[Stored data entries]
::::
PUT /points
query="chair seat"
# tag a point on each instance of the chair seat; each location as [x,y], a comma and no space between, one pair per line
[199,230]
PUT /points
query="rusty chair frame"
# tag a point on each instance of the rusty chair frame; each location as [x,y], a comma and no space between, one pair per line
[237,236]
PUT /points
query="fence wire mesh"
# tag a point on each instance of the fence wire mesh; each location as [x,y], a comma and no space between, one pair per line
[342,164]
::::
◆ EXERCISE REQUIREMENTS
Please reproduce the records above in their entirety, exactly as given.

◆ SOLUTION TO THE EXERCISE
PUT /points
query="chair seat"
# tag a point on each instance of the chair seat; each location as [x,y], a comma and no space between, one pair per line
[199,230]
PUT /points
query="rusty chair frame"
# tag a point on each instance of the rusty chair frame; each location as [x,y], a comma and no space between, one pair per line
[237,236]
PUT /points
query="fence wire mesh"
# tag a point on each instance of the fence wire mesh; each location as [x,y], a comma and no space between, one pair per line
[342,164]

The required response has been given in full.